(WHAT TO DO): An exact transcription of all the data is the expected reply.

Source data

<<<<

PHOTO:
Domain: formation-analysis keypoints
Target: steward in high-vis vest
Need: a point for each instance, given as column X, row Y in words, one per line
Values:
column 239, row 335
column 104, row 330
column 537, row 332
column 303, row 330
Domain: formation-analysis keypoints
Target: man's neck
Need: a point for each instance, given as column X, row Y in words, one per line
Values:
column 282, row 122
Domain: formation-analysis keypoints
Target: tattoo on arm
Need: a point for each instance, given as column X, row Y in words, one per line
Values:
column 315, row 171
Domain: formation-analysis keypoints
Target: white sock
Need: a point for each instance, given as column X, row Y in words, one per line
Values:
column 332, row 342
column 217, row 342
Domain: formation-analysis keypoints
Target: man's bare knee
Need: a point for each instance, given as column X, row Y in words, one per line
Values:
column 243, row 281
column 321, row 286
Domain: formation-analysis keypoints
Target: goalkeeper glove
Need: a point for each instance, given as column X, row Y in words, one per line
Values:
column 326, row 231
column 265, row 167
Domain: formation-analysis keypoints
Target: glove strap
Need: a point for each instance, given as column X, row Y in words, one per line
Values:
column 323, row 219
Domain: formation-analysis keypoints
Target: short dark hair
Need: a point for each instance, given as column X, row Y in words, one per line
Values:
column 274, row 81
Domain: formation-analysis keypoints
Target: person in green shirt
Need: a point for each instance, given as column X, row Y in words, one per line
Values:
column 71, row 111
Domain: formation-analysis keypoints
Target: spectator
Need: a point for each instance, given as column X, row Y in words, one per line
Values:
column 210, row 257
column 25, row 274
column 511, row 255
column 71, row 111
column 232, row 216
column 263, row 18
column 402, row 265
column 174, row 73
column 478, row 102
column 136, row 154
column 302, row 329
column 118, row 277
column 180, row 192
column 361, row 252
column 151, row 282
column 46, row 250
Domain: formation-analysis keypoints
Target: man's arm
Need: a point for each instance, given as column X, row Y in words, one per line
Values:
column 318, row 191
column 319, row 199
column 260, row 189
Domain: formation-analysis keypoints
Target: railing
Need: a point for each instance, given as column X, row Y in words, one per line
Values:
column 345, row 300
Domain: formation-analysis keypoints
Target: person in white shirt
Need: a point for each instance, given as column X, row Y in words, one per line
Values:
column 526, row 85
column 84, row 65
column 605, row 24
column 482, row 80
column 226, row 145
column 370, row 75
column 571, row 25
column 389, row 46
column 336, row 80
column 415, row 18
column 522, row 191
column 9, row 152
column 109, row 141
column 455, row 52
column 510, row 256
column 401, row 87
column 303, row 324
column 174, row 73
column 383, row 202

>>>>

(TASK RESPONSE):
PHOTO:
Domain: formation-analysis keypoints
Target: steward in high-vis vest
Need: a point for each instance, given as column X, row Y in words, one per line
Values:
column 239, row 335
column 104, row 330
column 537, row 332
column 303, row 330
Domain: formation-analysis keypoints
Target: man's neck
Need: a point for each instance, given as column X, row Y in words, one per line
Values:
column 282, row 122
Domain: formation-analysis keypoints
Target: tattoo on arm
Need: a point for each instance, given as column X, row Y in words, one per line
Values:
column 315, row 171
Domain: formation-analysis keypoints
Target: white sock
Need: a point for each instance, given as column X, row Y in words, one per line
Values:
column 332, row 342
column 217, row 342
Domain: formation-analysis keypoints
Target: man's bare knee
Need: a point for each instance, given as column X, row Y in words, one per line
Values:
column 243, row 281
column 321, row 286
Domain: formation-analysis keypoints
Target: goalkeeper glove
Need: a point for each instance, given as column X, row Y in words, one per line
Values:
column 326, row 231
column 265, row 167
Domain: formation-analysis keypoints
Target: glove strap
Need: a point for each instance, given as column X, row Y in words, one per line
Values:
column 323, row 219
Domain: formation-analysis keypoints
Target: short dark hair
Need: a point for each instance, given as column X, row Y in words, one per line
Values:
column 274, row 81
Domain: formation-analysis keypoints
Target: person in green shirt
Need: a point for each instance, given as column X, row Y in words, one per line
Values:
column 71, row 111
Domain: formation-analysis keypoints
Target: spectator
Need: a point for each instance, given as column X, row Y in words, one per line
Values:
column 210, row 257
column 25, row 274
column 511, row 255
column 71, row 111
column 232, row 216
column 263, row 18
column 402, row 265
column 174, row 73
column 478, row 102
column 136, row 154
column 302, row 329
column 118, row 277
column 180, row 192
column 361, row 252
column 151, row 282
column 46, row 250
Domain: formation-analysis keypoints
Target: man's arm
Need: a point for each instance, given as column X, row Y in words, one per line
Values:
column 318, row 191
column 319, row 199
column 260, row 189
Domain: formation-analysis keypoints
Target: railing
Need: a point for each instance, given as column X, row Y in words, one per line
Values:
column 345, row 300
Domain: formation-analysis keypoints
Target: person in white shirt
Need: a point for each instance, given as column X, row Y in words, one per line
Values:
column 526, row 85
column 84, row 65
column 605, row 24
column 482, row 80
column 226, row 145
column 370, row 75
column 571, row 25
column 389, row 46
column 336, row 80
column 415, row 18
column 522, row 191
column 9, row 152
column 109, row 141
column 455, row 52
column 510, row 256
column 401, row 87
column 303, row 324
column 174, row 73
column 383, row 202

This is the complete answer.